▶ DIRECTION:
Transcribe all of the data exactly. Omit the pictures.

▶ DATA TO PROCESS:
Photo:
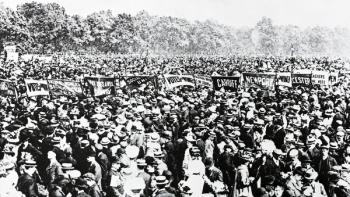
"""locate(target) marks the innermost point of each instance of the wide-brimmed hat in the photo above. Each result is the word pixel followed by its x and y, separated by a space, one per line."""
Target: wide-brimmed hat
pixel 161 180
pixel 141 162
pixel 30 163
pixel 105 141
pixel 333 145
pixel 245 157
pixel 81 183
pixel 121 120
pixel 55 140
pixel 310 175
pixel 67 166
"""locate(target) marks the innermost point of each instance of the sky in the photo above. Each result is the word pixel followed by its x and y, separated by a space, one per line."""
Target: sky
pixel 236 13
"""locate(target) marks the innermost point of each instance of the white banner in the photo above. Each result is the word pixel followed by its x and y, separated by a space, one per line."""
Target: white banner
pixel 37 87
pixel 320 78
pixel 284 79
pixel 172 81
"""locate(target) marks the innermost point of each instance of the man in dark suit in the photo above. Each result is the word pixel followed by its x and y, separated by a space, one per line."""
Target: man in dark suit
pixel 325 164
pixel 26 182
pixel 54 169
pixel 103 160
pixel 59 189
pixel 95 168
pixel 212 175
pixel 80 187
pixel 162 182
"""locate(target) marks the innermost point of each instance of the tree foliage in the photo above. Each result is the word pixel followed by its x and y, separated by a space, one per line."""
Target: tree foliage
pixel 46 28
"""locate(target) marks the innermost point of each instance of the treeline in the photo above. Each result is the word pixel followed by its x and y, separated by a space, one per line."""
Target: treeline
pixel 47 28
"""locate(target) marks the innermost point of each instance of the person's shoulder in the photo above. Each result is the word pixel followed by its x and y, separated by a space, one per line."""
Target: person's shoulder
pixel 164 193
pixel 83 194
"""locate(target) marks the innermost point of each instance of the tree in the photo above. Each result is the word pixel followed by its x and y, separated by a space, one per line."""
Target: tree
pixel 267 36
pixel 47 24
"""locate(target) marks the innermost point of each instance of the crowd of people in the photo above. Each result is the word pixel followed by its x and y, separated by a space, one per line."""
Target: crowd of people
pixel 182 142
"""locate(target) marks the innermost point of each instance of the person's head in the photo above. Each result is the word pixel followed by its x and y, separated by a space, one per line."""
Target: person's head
pixel 91 157
pixel 89 178
pixel 29 167
pixel 298 173
pixel 293 154
pixel 278 191
pixel 208 162
pixel 324 150
pixel 51 155
pixel 195 153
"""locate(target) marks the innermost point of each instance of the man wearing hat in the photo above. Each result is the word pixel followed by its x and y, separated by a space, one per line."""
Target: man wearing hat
pixel 161 191
pixel 54 169
pixel 294 183
pixel 103 160
pixel 312 187
pixel 95 168
pixel 93 190
pixel 325 164
pixel 80 187
pixel 26 182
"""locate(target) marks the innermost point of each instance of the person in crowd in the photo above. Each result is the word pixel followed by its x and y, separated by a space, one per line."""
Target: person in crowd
pixel 151 140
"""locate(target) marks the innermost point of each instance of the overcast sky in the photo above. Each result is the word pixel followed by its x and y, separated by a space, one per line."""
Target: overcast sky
pixel 230 12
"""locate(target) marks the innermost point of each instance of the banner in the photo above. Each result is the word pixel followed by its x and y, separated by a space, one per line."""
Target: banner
pixel 203 81
pixel 135 82
pixel 99 86
pixel 333 78
pixel 37 87
pixel 284 79
pixel 320 78
pixel 228 83
pixel 299 79
pixel 62 87
pixel 260 80
pixel 11 54
pixel 8 88
pixel 172 81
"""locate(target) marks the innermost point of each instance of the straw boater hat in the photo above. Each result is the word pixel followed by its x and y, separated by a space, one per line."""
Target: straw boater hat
pixel 161 180
pixel 310 175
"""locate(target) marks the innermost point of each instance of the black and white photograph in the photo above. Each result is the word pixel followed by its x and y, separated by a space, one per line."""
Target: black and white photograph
pixel 174 98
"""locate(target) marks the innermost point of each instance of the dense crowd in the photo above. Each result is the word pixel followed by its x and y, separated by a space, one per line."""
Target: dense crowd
pixel 181 142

▶ OUTPUT FOR THIS EXERCISE:
Photo:
"""locate(target) marks the innermost point of each instance of the wide-brimmed hat in the photo above. Each result is the word pixel followed by its x and y, separated by a space, one per line."""
Target: wide-brimmed hat
pixel 161 180
pixel 141 162
pixel 30 163
pixel 105 141
pixel 333 145
pixel 245 157
pixel 81 183
pixel 121 120
pixel 55 140
pixel 310 175
pixel 67 166
"""locate(target) marks the innermost point of each instance of the sky in the photo above. Each result is the word pixel followed by its x and y, separated by a space, one per line."""
Target: sky
pixel 236 13
"""locate(target) marks the innermost point of each instance of the white banner in the photo above. Each result is the word pixel followed by its x and y, separated by a space, one per line."""
Target: white banner
pixel 37 87
pixel 320 78
pixel 284 79
pixel 172 81
"""locate(target) marks the innermost point of each instance of the man in dark suit in the photo above. Each result is the word pixel followed by its x and y, separated by a space, one per line."""
Target: man in dark suit
pixel 325 164
pixel 26 182
pixel 54 169
pixel 103 160
pixel 59 189
pixel 95 168
pixel 212 175
pixel 80 187
pixel 162 182
"""locate(target) marks the innermost point of each instance of the tree foliage in the photo above. Each result is the word pixel followed by its x and y, separated by a space, one per line."""
Target: tree foliage
pixel 46 28
"""locate(target) marks the innermost point of each instance of the treeline in the photo above. Each result is the word pixel followed by its x and y, separated by a space, one per line."""
Target: treeline
pixel 47 28
"""locate(target) marks the innermost point of each instance of the person's shoulder in the photo above. Each result is the word pixel followed by its x and y, separated by a space, one per line."""
Target: person's shoulder
pixel 164 193
pixel 83 194
"""locate(target) marks the innermost point of each instance of the tree in the photo above. Each result is the word pixel followed by its x and y, separated by a space, one per line."""
Target: tree
pixel 267 36
pixel 47 24
"""locate(target) marks the innermost point of each instance of the crowd of people in the photo above. Each result is the word pixel followed by its x and y, separated by a space, one per line."""
Target: crowd of people
pixel 182 142
"""locate(target) marks the innermost point of each instance of the person's head in the photo above. Each result is the word pixel followed by its x and y, separated by a space, one per line."""
Target: person's head
pixel 91 157
pixel 89 178
pixel 29 167
pixel 298 173
pixel 293 154
pixel 278 191
pixel 208 162
pixel 324 150
pixel 51 155
pixel 195 153
"""locate(target) marks the innermost point of each instance of the man wearing hat in the photo above. Each result is the word pixel followed by its x and y, separated by a space, one per line."""
Target: man wearing hat
pixel 161 191
pixel 54 169
pixel 294 183
pixel 103 160
pixel 312 187
pixel 95 168
pixel 93 190
pixel 325 164
pixel 80 187
pixel 26 182
"""locate(target) marks the innermost point of each instance of the person in crowd in the photo above. Each result is the word pixel followed by its x and y, separated by a space, one per line."""
Target: person in crowd
pixel 151 140
"""locate(target) marks the innermost point of each instance of the overcast sky in the photo above. Each result is the word pixel followed by its x and y, separated by a space, one per line."""
Target: overcast sky
pixel 230 12
"""locate(target) marks the innermost point of each instance of the banner in the photo above. Each result is the word pixel followed by its x and y, separated by a space, one per line."""
Target: banner
pixel 203 81
pixel 135 82
pixel 99 86
pixel 333 78
pixel 37 87
pixel 284 79
pixel 320 78
pixel 228 83
pixel 299 79
pixel 62 87
pixel 260 80
pixel 11 54
pixel 8 88
pixel 172 81
"""locate(target) marks the innermost point of each instance of the straw boater hat in the photo above. Each result is the word pixel followed by its x and y, separated by a space, one per line."""
Target: straw boater hat
pixel 161 180
pixel 310 175
"""locate(target) marks the innermost point of each instance of the black and white photograph in the photo above. Each result is the word pixel followed by its x and y, separated by a space, one per line."""
Target: black and white photograph
pixel 174 98
"""locate(target) marks the innermost point of each instance of the dense crowd in the photo above. Each result is the word pixel followed by its x and y, separated by a space, one per line."""
Target: dense crowd
pixel 181 142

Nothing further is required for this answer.